Stored data entries:
---

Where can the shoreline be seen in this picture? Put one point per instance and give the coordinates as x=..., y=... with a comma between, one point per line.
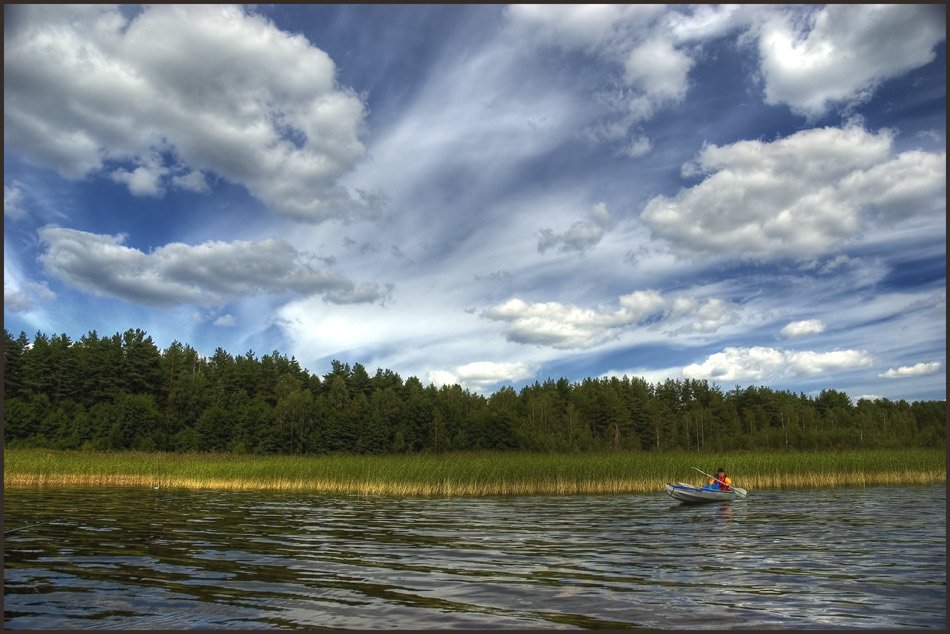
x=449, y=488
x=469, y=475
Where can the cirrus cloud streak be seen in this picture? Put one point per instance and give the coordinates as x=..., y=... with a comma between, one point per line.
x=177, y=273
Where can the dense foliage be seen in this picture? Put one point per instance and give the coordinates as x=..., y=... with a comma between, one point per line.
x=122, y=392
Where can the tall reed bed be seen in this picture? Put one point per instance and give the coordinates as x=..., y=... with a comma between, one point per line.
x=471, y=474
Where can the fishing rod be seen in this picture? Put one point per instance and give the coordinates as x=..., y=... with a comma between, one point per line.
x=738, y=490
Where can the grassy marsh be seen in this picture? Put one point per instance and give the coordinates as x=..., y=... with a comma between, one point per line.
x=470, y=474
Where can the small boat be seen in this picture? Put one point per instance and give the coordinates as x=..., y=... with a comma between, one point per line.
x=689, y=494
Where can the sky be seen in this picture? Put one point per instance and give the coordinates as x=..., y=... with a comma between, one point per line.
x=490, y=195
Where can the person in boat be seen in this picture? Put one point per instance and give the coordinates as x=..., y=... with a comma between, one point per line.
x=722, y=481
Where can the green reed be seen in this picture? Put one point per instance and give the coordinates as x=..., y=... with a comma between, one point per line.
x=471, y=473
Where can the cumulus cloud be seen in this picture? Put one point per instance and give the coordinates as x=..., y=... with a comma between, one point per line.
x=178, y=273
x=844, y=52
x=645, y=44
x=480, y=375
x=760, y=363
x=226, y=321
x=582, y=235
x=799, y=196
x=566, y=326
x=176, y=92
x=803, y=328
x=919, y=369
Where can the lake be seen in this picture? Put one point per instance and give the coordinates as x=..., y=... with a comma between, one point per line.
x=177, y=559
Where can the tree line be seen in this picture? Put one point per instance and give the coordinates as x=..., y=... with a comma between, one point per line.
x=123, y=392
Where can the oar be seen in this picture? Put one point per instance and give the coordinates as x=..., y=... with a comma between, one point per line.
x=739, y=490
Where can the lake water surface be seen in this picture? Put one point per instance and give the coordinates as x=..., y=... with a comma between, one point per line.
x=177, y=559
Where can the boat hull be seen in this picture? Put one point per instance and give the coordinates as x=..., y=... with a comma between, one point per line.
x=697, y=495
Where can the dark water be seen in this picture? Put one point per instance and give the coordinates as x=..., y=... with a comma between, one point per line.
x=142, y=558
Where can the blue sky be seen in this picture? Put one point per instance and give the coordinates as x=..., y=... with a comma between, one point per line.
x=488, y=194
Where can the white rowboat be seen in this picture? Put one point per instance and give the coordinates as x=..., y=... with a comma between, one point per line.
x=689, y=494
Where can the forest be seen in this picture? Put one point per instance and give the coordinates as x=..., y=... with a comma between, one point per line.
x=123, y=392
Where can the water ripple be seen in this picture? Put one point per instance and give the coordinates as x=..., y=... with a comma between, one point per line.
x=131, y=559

---

The entries above should be given again exactly, minus any pictures.

Where can the shoreline be seen in this picture? Put one point per instance and give the coordinates as x=..., y=... with a comma between, one point per line.
x=449, y=488
x=469, y=475
Where can the cirrus cloud streak be seen in this picture? Put one point per instance and give the coordinates as x=..., y=... with a comma between, one point per line.
x=177, y=273
Where can the dense foliage be seen in this picture? Put one point per instance and give the coordinates as x=..., y=... with a comma between, one point per line.
x=122, y=392
Where can the tall reed bed be seen in this picture? Put one point per instance and give the coordinates as x=..., y=... with a comma between, one point per line.
x=471, y=474
Where can the fishing rod be seen in this picture? Put one point per instance and give the coordinates as x=..., y=... with a comma between, one point per line.
x=738, y=490
Where can the grassy marsh be seen in this picture? Put one point per instance and give the coordinates as x=..., y=... with a comma between, one point per line.
x=470, y=474
Where can the small boat be seen in this picture? Put one point per instance and give the coordinates as x=..., y=... with a comma between, one point per line.
x=689, y=494
Where can the sky be seen in this picture? Put one point per instance and give the coordinates as x=..., y=... with a comma between, one point per line.
x=490, y=195
Where can the person in boat be seen in this picture? Put one point per instance and give the coordinates as x=..., y=... with a comma between, one point per line.
x=722, y=481
Where can the green reed be seen in this picture? Put one point per instance and give the coordinates as x=..., y=... with a comma between, one point per line.
x=471, y=473
Where can the cumulus cloud be seen in this picture? Put one point per instance and give the coordinates as x=..., y=... with a comma between, one point per line.
x=178, y=273
x=844, y=52
x=645, y=44
x=480, y=375
x=760, y=363
x=226, y=321
x=582, y=235
x=799, y=196
x=566, y=326
x=176, y=92
x=803, y=328
x=919, y=369
Where can the lake be seen in this picture? Put one point per instance and give the coordinates as x=..., y=... with a comma between, one point per line.
x=177, y=559
Where can the tree line be seen in this picture? Put one point per instance and give the coordinates as x=..., y=... with a comma between, one point per line.
x=123, y=392
Where can the oar be seen in this picture? Put one point per instance and give the coordinates as x=..., y=... with a comma between, one point per line.
x=739, y=490
Where can the lake water surface be seen in this picture? Put one point per instance and give the coordinates as x=..., y=... with a comma between, one point per line.
x=177, y=559
Where can the boat hull be seen in this picture? Put one point per instance and give the coordinates as x=..., y=... with a comma between, one point per line.
x=697, y=495
Where can the dark water be seen in this picture? Put one point per instance and give the coordinates as x=..., y=... with a comma between, one point per line.
x=142, y=558
Where can the blue sky be seen in this picture? Put one point per instance and give the coordinates as x=..., y=... with a comma between, one point per line.
x=488, y=194
Where can the white rowboat be seen in this picture? Put one point per instance and give the coordinates as x=..., y=... with a comma between, one point per line.
x=689, y=494
Where can the forest be seen in this picture? Put one point per instance and give the coordinates as x=..., y=... with a comma between, one point per line.
x=123, y=392
Where can the water ripple be seen in this picture? Put one point per instance and give the coordinates as x=..., y=... with a comma between, one point per line.
x=131, y=559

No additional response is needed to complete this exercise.